EXERCISE AIM |
Print every line of the data below without any change, leaving out the pictures.

GIVEN ENTRIES |
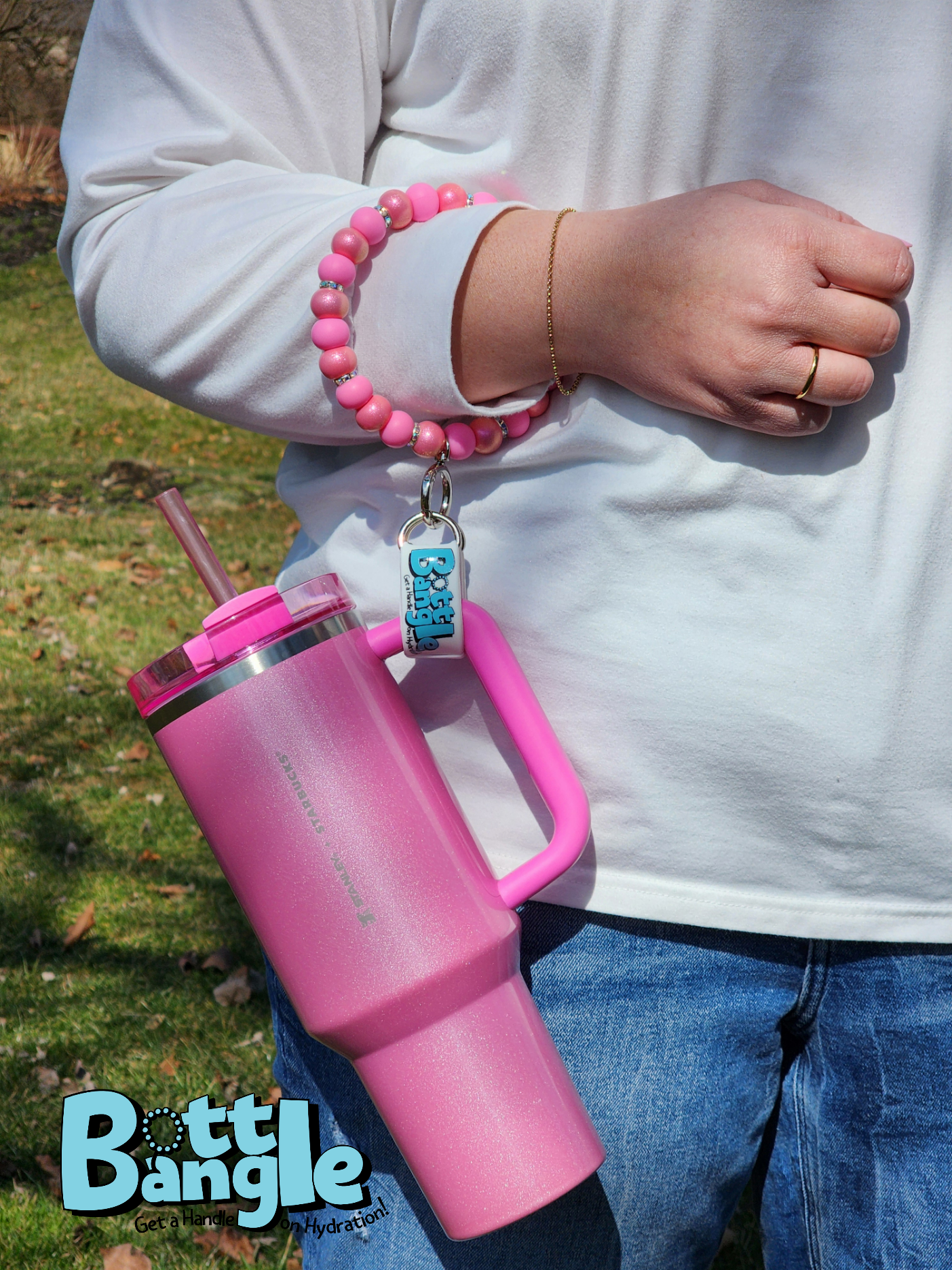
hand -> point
(708, 303)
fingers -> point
(839, 377)
(850, 323)
(861, 259)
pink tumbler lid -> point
(236, 629)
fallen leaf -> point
(81, 1085)
(84, 922)
(227, 1244)
(54, 1178)
(237, 988)
(125, 1256)
(218, 960)
(47, 1080)
(176, 891)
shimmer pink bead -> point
(398, 430)
(370, 224)
(431, 440)
(424, 201)
(337, 362)
(352, 244)
(356, 393)
(518, 424)
(462, 440)
(329, 303)
(337, 268)
(373, 415)
(330, 333)
(489, 434)
(451, 196)
(402, 210)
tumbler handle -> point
(532, 733)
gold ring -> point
(812, 376)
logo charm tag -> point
(432, 590)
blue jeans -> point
(823, 1070)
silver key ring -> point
(446, 501)
(437, 519)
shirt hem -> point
(758, 914)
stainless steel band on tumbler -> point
(250, 666)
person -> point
(730, 597)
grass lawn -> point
(93, 586)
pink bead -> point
(330, 333)
(489, 434)
(424, 201)
(329, 303)
(402, 210)
(398, 430)
(375, 413)
(451, 196)
(462, 440)
(337, 362)
(518, 424)
(356, 393)
(352, 244)
(337, 268)
(371, 224)
(431, 440)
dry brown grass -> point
(29, 162)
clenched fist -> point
(708, 303)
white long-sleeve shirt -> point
(743, 641)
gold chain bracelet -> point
(561, 388)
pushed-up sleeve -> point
(212, 150)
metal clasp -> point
(430, 479)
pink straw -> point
(195, 544)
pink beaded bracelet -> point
(482, 434)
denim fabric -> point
(820, 1068)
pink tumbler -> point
(351, 857)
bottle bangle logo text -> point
(288, 1170)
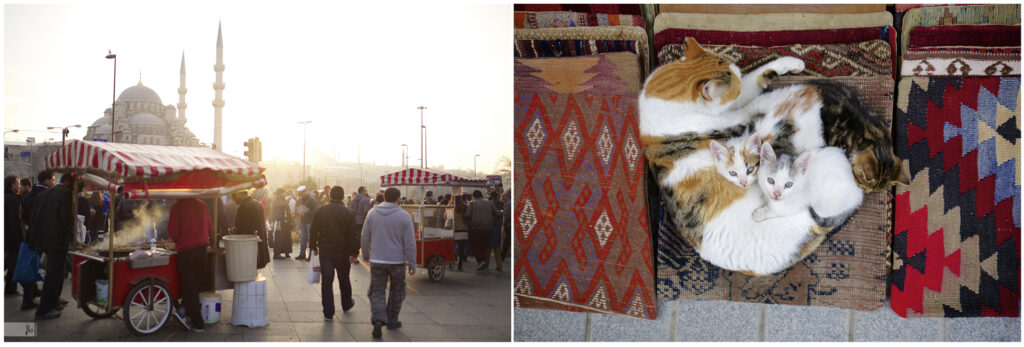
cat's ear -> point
(767, 153)
(718, 152)
(753, 144)
(803, 161)
(693, 49)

WRITTEN RESPONSE |
hand -> point
(708, 303)
fingers -> point
(839, 377)
(850, 323)
(861, 259)
pink tumbler lid -> point
(236, 629)
fallen leaf -> point
(81, 1085)
(84, 922)
(227, 1244)
(54, 1178)
(237, 988)
(125, 1256)
(218, 960)
(47, 1080)
(176, 891)
shimmer pink bead -> point
(398, 430)
(370, 224)
(431, 440)
(424, 201)
(337, 362)
(352, 244)
(356, 393)
(518, 424)
(462, 440)
(329, 303)
(337, 268)
(373, 415)
(330, 333)
(489, 434)
(451, 196)
(402, 210)
tumbler handle -> point
(532, 733)
gold ring -> point
(812, 376)
logo charm tag -> point
(432, 590)
blue jeans -> point
(823, 1070)
silver key ring -> point
(446, 501)
(437, 519)
shirt hem -> point
(758, 914)
stainless steel band on tumbler -> point
(250, 666)
person -> point
(730, 597)
grass lawn -> point
(93, 586)
pink bead -> point
(330, 333)
(489, 434)
(424, 201)
(329, 303)
(402, 210)
(398, 430)
(375, 413)
(451, 196)
(462, 440)
(337, 362)
(518, 424)
(356, 393)
(352, 244)
(337, 268)
(371, 224)
(431, 440)
dry brown grass -> point
(29, 162)
clenched fist -> point
(708, 303)
white long-sleeve shirt -> point
(743, 641)
gold chain bracelet -> point
(561, 388)
pushed-up sleeve -> point
(212, 150)
metal clasp -> point
(430, 479)
pink straw -> point
(195, 544)
pink beaded bracelet -> point
(482, 434)
denim fabric -> point
(820, 1068)
pink tumbler -> point
(351, 857)
bottle bangle logo text -> point
(288, 1170)
cat's ear -> point
(767, 153)
(718, 152)
(753, 144)
(803, 161)
(693, 49)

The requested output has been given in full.